(SUPPLIED TEXT begins)

Tuesday, 6 January 2009

Giving the pneumococcal vaccine to the elderly is a waste of time because it does not protect them against pneumonia, a study has found.

The jab is currently given to over 65s but the researchers concluded that a better policy would be to vaccinate children instead.

The meta-analysis published in the Canadian Medical Association Journal looked at 22 trials involving more than 100,000 people and found that only high-quality studies produced reliable results, but that these had all failed to find any evidence that pneumococcal polysaccharide vaccines (PPVs) could prevent pneumonia.

Those who received them were not less likely to contract pneumonia than those who had not been vaccinated and there was little difference in risk of death.

Researcher Dr Matthias Egger of the Institute of Social and Preventive Medicine, University of Bern in Switzerland said: “The prevention of the large burden of disease associated with pneumococcal pneumonia should be a major objective from a public health perspective. This will not be achieved with the use of the currently available pneumococcal polysaccharide vaccine, even allowing for a modest protective effect against invasive pneumococcal disease.

(SUPPLIED TEXT ends)
(GIVEN DATA begins)

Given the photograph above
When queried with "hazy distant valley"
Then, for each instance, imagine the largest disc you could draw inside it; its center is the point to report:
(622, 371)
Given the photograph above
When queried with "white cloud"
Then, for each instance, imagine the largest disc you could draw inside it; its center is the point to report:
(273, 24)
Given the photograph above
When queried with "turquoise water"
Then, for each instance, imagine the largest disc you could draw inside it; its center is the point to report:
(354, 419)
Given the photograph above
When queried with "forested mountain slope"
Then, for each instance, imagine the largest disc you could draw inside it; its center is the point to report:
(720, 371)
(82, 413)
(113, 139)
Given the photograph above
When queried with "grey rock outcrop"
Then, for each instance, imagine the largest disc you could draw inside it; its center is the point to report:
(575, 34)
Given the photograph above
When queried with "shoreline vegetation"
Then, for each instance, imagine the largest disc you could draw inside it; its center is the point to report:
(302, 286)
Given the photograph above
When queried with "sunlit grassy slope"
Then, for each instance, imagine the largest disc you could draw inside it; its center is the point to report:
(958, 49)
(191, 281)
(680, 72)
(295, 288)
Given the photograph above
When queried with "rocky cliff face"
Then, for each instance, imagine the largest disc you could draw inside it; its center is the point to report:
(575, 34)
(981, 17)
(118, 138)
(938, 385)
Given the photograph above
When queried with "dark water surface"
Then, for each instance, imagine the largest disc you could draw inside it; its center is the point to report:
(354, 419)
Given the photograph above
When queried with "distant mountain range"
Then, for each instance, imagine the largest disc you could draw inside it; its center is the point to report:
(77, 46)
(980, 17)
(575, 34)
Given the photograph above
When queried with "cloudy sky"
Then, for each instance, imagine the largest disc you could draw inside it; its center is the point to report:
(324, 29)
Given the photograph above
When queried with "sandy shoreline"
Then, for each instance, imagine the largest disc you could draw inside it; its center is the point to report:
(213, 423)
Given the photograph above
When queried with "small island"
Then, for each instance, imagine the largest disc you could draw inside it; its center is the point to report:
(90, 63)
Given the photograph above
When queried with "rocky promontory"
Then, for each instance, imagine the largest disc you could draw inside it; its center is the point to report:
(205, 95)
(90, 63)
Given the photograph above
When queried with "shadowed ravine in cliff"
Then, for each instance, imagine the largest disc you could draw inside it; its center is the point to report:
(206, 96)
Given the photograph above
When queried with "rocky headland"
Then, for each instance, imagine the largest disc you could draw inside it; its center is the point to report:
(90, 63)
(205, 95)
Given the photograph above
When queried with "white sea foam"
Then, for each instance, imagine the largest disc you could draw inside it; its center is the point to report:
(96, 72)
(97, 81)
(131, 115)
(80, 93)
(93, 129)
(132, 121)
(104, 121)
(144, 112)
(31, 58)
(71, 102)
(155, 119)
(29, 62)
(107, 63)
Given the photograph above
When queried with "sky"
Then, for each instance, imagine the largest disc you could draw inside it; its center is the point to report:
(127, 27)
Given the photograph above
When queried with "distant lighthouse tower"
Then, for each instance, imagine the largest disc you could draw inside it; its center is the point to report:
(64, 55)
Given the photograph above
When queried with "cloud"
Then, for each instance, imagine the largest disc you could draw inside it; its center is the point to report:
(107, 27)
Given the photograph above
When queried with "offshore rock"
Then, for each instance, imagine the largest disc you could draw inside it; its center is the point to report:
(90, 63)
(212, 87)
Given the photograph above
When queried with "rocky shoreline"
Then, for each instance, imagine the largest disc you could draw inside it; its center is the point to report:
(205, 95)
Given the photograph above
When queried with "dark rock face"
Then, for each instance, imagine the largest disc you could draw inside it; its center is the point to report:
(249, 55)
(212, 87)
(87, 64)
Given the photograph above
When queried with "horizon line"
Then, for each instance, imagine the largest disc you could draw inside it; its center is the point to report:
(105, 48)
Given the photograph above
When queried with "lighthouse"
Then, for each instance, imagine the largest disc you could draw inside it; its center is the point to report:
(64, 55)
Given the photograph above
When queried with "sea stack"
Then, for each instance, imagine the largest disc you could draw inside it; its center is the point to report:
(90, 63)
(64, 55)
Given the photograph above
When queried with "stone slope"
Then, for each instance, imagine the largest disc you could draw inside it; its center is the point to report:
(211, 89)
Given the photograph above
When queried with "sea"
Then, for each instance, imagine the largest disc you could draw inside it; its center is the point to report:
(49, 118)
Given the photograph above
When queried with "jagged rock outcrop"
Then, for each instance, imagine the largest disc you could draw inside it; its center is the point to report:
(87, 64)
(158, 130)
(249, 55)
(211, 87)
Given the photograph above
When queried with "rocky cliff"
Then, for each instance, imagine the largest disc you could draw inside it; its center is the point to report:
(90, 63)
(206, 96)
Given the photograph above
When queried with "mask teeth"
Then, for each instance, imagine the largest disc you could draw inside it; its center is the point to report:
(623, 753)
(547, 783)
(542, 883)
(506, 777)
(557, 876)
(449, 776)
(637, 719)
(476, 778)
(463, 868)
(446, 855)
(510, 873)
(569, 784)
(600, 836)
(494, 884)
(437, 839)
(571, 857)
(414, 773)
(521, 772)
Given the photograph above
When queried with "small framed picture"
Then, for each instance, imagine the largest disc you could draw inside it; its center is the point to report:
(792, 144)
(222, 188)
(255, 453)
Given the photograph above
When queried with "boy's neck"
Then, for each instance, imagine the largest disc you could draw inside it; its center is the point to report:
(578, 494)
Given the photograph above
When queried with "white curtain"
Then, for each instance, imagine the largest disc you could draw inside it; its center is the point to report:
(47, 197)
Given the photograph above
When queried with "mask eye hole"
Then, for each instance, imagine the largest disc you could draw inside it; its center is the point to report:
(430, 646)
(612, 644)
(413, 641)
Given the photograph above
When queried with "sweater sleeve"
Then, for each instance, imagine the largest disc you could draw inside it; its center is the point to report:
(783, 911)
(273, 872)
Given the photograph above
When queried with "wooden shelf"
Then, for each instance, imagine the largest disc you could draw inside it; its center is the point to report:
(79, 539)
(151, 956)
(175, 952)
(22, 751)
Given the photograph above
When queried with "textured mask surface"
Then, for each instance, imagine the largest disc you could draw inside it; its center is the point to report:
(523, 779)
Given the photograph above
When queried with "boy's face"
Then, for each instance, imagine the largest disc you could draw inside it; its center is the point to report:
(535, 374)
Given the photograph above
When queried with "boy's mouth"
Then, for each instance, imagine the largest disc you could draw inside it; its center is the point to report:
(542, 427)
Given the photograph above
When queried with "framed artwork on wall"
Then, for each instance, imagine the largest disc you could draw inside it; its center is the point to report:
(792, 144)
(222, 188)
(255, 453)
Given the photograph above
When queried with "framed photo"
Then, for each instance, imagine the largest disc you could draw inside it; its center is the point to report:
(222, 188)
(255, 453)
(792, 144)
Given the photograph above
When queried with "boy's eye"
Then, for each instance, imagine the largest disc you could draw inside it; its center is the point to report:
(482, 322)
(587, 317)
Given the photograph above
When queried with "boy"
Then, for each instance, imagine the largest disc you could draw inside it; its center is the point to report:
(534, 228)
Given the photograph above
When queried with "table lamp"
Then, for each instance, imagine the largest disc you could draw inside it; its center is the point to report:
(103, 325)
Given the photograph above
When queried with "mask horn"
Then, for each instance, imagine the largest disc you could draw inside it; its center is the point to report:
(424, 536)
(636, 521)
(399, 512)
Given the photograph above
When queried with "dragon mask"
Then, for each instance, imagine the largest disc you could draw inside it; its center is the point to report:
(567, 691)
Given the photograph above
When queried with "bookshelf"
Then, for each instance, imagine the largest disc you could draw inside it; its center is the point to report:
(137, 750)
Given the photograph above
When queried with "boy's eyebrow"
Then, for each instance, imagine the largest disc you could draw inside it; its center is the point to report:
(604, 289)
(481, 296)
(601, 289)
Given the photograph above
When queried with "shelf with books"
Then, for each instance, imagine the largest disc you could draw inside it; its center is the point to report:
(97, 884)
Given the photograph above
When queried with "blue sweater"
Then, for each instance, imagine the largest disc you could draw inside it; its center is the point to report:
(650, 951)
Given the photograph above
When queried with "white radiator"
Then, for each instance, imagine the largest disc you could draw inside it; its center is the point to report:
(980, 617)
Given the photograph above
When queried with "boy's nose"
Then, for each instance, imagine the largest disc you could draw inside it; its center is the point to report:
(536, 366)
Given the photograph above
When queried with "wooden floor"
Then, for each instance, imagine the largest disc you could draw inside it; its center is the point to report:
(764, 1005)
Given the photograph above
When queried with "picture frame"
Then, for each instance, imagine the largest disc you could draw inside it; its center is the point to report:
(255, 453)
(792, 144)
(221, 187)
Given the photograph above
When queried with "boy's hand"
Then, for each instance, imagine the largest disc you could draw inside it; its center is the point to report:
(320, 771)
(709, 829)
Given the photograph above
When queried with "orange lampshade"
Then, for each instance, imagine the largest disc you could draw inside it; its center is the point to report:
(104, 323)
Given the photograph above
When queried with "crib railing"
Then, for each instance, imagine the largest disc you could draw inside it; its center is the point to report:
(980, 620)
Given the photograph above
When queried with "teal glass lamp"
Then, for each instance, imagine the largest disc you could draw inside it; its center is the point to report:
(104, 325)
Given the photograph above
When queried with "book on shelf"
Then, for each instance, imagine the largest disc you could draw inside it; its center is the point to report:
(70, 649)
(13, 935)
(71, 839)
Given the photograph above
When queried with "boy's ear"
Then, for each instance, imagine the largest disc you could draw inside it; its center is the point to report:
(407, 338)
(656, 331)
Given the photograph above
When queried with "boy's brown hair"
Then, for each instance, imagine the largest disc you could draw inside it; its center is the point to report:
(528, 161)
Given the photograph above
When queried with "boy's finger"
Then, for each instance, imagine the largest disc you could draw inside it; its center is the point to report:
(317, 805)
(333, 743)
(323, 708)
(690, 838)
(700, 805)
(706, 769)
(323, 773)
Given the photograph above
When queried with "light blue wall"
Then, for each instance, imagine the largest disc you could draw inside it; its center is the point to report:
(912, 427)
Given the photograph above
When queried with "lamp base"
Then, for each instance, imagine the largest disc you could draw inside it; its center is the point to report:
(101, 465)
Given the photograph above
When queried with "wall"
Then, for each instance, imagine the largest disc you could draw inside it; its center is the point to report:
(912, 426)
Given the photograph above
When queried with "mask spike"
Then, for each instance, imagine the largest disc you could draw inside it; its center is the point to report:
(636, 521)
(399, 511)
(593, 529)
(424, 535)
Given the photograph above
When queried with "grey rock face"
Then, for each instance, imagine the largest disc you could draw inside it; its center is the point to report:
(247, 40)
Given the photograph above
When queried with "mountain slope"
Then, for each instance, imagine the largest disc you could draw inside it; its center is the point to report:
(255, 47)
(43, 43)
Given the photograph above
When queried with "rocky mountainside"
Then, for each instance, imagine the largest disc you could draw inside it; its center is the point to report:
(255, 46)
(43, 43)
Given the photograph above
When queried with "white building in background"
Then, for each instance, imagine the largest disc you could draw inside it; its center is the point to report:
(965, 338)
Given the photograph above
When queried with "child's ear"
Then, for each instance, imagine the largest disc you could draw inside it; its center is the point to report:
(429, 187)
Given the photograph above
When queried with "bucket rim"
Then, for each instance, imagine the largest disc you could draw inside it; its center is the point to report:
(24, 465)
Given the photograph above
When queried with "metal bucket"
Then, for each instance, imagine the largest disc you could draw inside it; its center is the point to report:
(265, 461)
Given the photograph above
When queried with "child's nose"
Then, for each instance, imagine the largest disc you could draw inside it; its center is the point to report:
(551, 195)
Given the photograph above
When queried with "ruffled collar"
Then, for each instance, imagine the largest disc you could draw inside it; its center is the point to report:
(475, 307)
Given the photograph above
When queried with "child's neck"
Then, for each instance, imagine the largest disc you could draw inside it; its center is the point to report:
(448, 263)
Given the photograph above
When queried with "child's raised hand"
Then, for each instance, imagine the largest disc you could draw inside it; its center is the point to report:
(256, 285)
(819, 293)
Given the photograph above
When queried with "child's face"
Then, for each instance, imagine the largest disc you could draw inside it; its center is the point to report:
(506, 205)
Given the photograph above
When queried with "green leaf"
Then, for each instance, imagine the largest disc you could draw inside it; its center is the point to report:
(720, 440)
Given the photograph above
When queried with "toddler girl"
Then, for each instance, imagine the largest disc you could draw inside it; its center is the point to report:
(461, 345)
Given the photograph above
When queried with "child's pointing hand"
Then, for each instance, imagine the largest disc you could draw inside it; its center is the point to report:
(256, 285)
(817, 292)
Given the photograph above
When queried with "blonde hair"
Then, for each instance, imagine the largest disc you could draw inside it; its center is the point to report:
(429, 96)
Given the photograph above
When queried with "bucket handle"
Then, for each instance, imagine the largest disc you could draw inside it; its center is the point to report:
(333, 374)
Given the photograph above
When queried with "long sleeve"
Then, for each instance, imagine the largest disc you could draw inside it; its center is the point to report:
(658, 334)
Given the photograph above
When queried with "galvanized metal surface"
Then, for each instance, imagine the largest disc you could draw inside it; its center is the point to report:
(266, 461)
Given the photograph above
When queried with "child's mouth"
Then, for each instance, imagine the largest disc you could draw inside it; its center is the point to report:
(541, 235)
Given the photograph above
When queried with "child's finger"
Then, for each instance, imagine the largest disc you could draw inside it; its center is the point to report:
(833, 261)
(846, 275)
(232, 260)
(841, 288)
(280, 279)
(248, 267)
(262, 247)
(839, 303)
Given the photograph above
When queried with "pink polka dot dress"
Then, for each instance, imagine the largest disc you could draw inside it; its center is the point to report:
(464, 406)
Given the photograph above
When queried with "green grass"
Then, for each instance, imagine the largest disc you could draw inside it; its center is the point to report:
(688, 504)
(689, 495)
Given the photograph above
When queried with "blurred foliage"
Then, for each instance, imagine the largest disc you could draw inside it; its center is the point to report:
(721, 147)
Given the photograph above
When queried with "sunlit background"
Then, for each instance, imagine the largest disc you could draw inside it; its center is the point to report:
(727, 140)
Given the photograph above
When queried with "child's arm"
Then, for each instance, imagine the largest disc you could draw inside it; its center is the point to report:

(GIVEN DATA ends)

** WORK INSTRUCTIONS **
A: Translate this sentence from the article on the pneumococcal vaccine into Spanish: "The jab is currently given to over 65s but the researchers concluded that a better policy would be to vaccinate children instead."
B: Turn the paragraph of the article on the pneumococcal vaccine that begins "The meta-analysis published in" into a short bulleted list that keeps its main facts.
C: According to the article on the pneumococcal vaccine, where does Dr Matthias Egger work?

** TASK RESULTS **
A: La vacuna se administra actualmente a los mayores de 65 años, pero los investigadores concluyeron que una mejor política sería vacunar a los niños en su lugar.

B:
- Published in the Canadian Medical Association Journal
- Covered 22 trials involving more than 100,000 people
- Found that only high-quality studies produced reliable results
- Those studies all failed to find any evidence that pneumococcal polysaccharide vaccines (PPVs) could prevent pneumonia

C: At the Institute of Social and Preventive Medicine, University of Bern in Switzerland.